Lots of factors go into who Americans select as their President. Foreign policy, tax policy, social issues, etc. The stock market is usually not a big consideration. If it was, George W. Bush wouldn’t have had a prayer against Al Gore, as the market more than doubled under Clinton’s last term. And Mitt Romney would be the Republican equivalent of Walter Mondale after President Obama’s 69.6% bull market.
I here cease to quote from young Lichtenfeld and again thank him for his very useful seasonal note to us.
It seems to me that young Lichtenfeld‘s message very much mirrors my own: buy and hold good quality stocks!!!! And this message is likewise redolent of my aged uncle’s long ago admonition to me: “Little Giovanni, the most important thing in life is not money. The most important thing in life is MY MONEY!!”
Mr. Romney’s 47% v. 53% edges ever close to the 50 yards line–a fiscal abyss from which no return is possible.
In America today, takers rob makers whilst police and politicians earn handsome sums aiding and abetting the robbers.
Today, I am indebted to young Mr. Bill Bonner, Chairman, Bonner & Partners, who sends us the follow note about “watching the zombies.” It is suggestive of a debate that ought to have been enjoined by the Party of Weak Men, my own, against the hilarious dictates of the sulking, pouting, self-aggrandizing, Children’s Party, not my own, the past election cycle.
My Party, the Party of congenitally, weak men, backed down instead of standing up when Mr. Romney was quoted as saying, essentially, that one-half of the country was carrying the other half on its back–not to mention half of the rest of the world now supported as wards of the American free money machine.
Actually the breakout was, I think, 53% vice 47% makers over takers–counting only the American burden, ignoring the rest of the world perched on the backs of the American makers. Accessing the, solely American, field position, 53-47 in favor of makers seemed to me at the time a breakout suggestive of a, cautionary, tepid, hope for salvation.
My Party, ever ready to throw a race that can’t be lost, if only to avoid dealing with real issues, failed to enjoin the debate, the premise of which ought to have been this: once that breakout of takers over makers crosses the 50 yards line, we’re toast–by which meaning, at that point, more than a majority have a vital, tangible, self-interest in perpetuating a government that takes from the producing class and gives to the idle class.
Retreat from a position 50+ yards line benefiting takers over makers is not possible and thus, is, game over for US as a nation of any consequence.
Quite naturally, that issue was abandoned in terror and fright by my Party, Party of the weak man, when air-headed news girls expressed chagrin that Mr. Romney was “being mean to the sick people, little babies and the poor.” Heavens!!!
Mr. Romney, of course disavowed his own words and ran a campaign in which he said, essentially, nothing, except that he was proud to say he was not the incumbent–a platform that, on paper, made good sense given the intense enmity–in fact far too nice a word, but this is a family program–that the Americans hold for that incumbent.
The weak Party, my Party, lost, as usual. The Children’s Party, not my Party, won, as usual. Mr. Bonner, sends us an interesting spin on these takers v. makers events and, suggests, implicitly, what might have been had my Party only been brave—just this once. But of course, that can never be.
That all said, while I am happy to introduce you to Mr. Bonner and his interesting, on topic, note of today, I take substantial quarrel with him respecting a certain Mr. Grover Norquist, the self-styled anti-taxation fella. Mr. Bonner seems today enamored of Mr. Grover Norquist. He oughtn’t to be.

******************************

[DIRECTION 1] Reproduce the part of the election commentary above that opens with the words containing "Mr. Romney, of" and closes with "can never be.".
[DIRECTION 2] In the election commentary, what title is given for Bill Bonner?

[COLLECTED DATA]
******************************

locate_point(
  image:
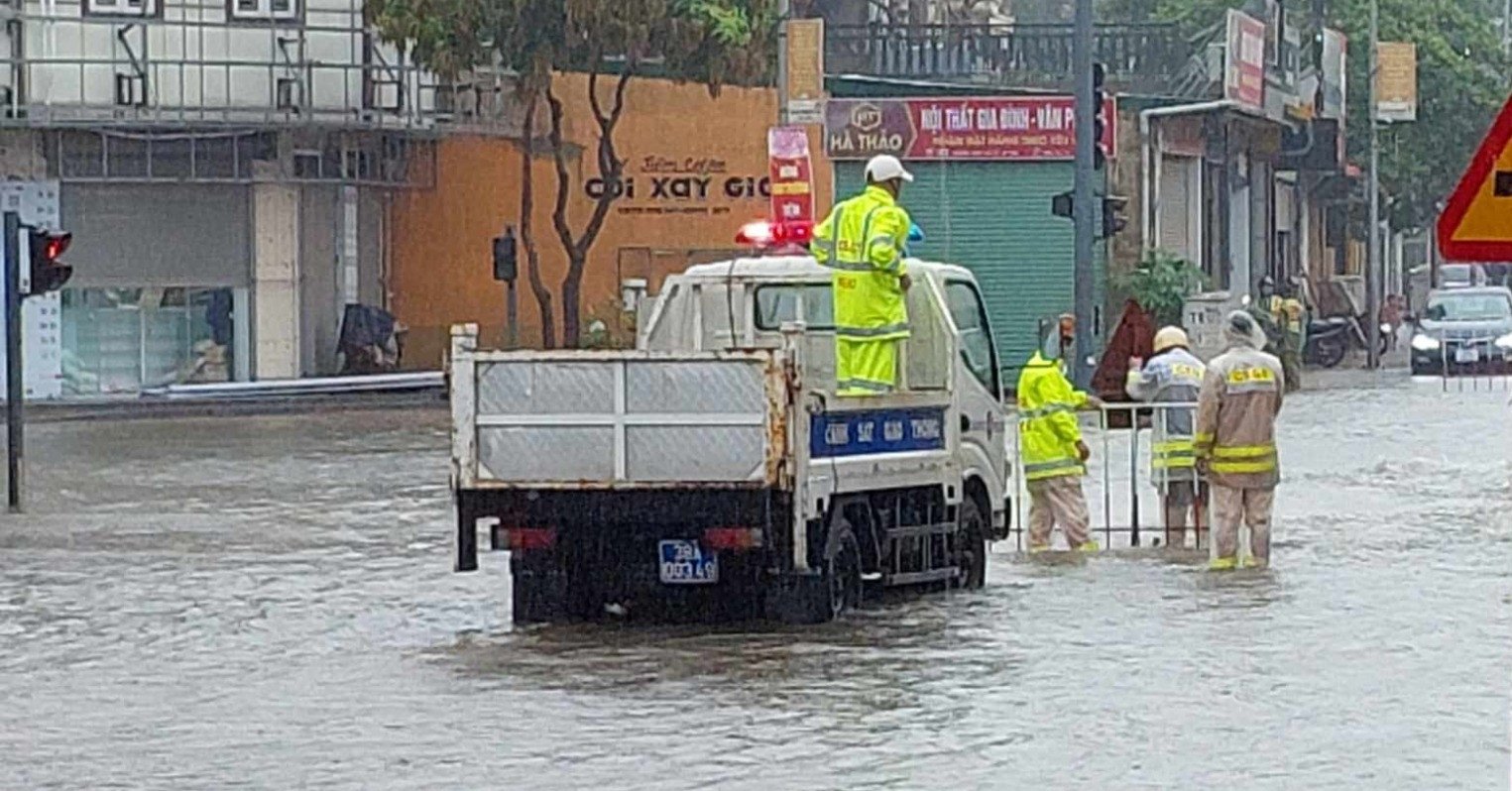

******************************

[COMPLETE OUTPUT 1]
Mr. Romney, of course disavowed his own words and ran a campaign in which he said, essentially, nothing, except that he was proud to say he was not the incumbent–a platform that, on paper, made good sense given the intense enmity–in fact far too nice a word, but this is a family program–that the Americans hold for that incumbent.
The weak Party, my Party, lost, as usual. The Children’s Party, not my Party, won, as usual. Mr. Bonner, sends us an interesting spin on these takers v. makers events and, suggests, implicitly, what might have been had my Party only been brave—just this once. But of course, that can never be.

[COMPLETE OUTPUT 2] Chairman, Bonner & Partners.